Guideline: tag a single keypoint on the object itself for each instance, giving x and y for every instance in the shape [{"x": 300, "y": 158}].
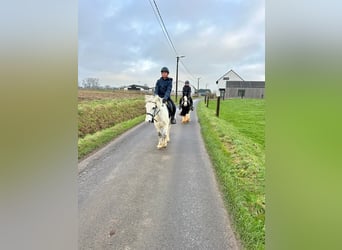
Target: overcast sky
[{"x": 121, "y": 41}]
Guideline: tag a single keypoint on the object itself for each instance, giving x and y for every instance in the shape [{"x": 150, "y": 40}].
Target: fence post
[{"x": 218, "y": 106}]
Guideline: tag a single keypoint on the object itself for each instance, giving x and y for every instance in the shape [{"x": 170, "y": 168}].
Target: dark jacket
[
  {"x": 163, "y": 88},
  {"x": 187, "y": 91}
]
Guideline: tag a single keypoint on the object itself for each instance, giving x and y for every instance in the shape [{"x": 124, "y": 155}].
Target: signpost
[{"x": 218, "y": 95}]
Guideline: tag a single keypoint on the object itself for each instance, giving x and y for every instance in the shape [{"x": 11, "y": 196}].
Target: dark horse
[{"x": 185, "y": 109}]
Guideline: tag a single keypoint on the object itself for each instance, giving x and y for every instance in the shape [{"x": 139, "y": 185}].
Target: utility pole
[{"x": 177, "y": 76}]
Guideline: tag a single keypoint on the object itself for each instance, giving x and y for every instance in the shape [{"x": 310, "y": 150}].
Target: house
[{"x": 231, "y": 85}]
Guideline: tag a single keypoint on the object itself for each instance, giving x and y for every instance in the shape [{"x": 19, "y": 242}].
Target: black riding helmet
[{"x": 164, "y": 69}]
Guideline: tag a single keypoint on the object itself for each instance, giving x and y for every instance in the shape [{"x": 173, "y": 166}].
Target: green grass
[
  {"x": 92, "y": 142},
  {"x": 236, "y": 145},
  {"x": 97, "y": 115}
]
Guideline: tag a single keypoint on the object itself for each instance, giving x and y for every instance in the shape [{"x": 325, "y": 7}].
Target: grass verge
[
  {"x": 94, "y": 141},
  {"x": 239, "y": 162}
]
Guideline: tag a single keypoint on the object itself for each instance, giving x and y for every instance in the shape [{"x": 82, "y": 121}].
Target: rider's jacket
[
  {"x": 187, "y": 91},
  {"x": 163, "y": 88}
]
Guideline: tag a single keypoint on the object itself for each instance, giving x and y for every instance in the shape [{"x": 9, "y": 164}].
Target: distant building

···

YOUR ASSIGNMENT -> Give the listing above again in its entirety and exactly; do not include the pictures.

SOLUTION FOR THIS PROBLEM ->
Guideline: tag a single keypoint on the object itself for each instance, giving x and y for every instance in the shape [{"x": 300, "y": 158}].
Target: overcast sky
[{"x": 121, "y": 41}]
Guideline: tag a single keypoint on the object itself for each instance, giving x and y for every instance in the shape [{"x": 150, "y": 40}].
Target: fence post
[{"x": 218, "y": 106}]
Guideline: tag a single keypoint on the object itself for each instance, giving x and y for every instance in the shape [{"x": 170, "y": 168}].
Target: dark jacket
[
  {"x": 163, "y": 88},
  {"x": 187, "y": 91}
]
Guideline: tag a single keypoint on the object itself for each instance, giving x and y for every instance in the shape [{"x": 124, "y": 155}].
Target: signpost
[{"x": 218, "y": 95}]
Guideline: tag a single keypoint on the object itself for each instance, giving x and y for every instance in the shape [{"x": 11, "y": 196}].
Target: dark horse
[{"x": 185, "y": 109}]
Guideline: tag a single keypoint on the object itself for each instance, giving x and y for every instance in the shape [{"x": 139, "y": 185}].
Target: utility pole
[{"x": 177, "y": 76}]
Guideline: tag a single keypoint on the object itself for each instance, giving x and y for every instance in the shape [{"x": 310, "y": 150}].
Target: house
[{"x": 231, "y": 85}]
Guideline: tag a single keypoint on the object itself for each instance, giving x and y for every instance in the shape [{"x": 19, "y": 242}].
Target: black riding helmet
[{"x": 164, "y": 69}]
Guideline: tag a single keypoint on the object itself for each instance, giving x and y for every instance in the shape [{"x": 173, "y": 166}].
Target: green grass
[
  {"x": 92, "y": 142},
  {"x": 236, "y": 145},
  {"x": 97, "y": 115}
]
Guideline: tag a single keypoint on the object itself for each instance, giving x and y for every instance in the shape [{"x": 325, "y": 7}].
Target: grass verge
[
  {"x": 94, "y": 141},
  {"x": 239, "y": 162}
]
Guideline: tag a single keypoint on the object itself for each instance, giving x and y for every instance in the shape [{"x": 82, "y": 121}].
Target: rider's jacket
[
  {"x": 187, "y": 91},
  {"x": 163, "y": 88}
]
Guideline: tag a single keypoint on the object itself for each instance, giving x and y for every instance in the shape [{"x": 9, "y": 164}].
Target: distant building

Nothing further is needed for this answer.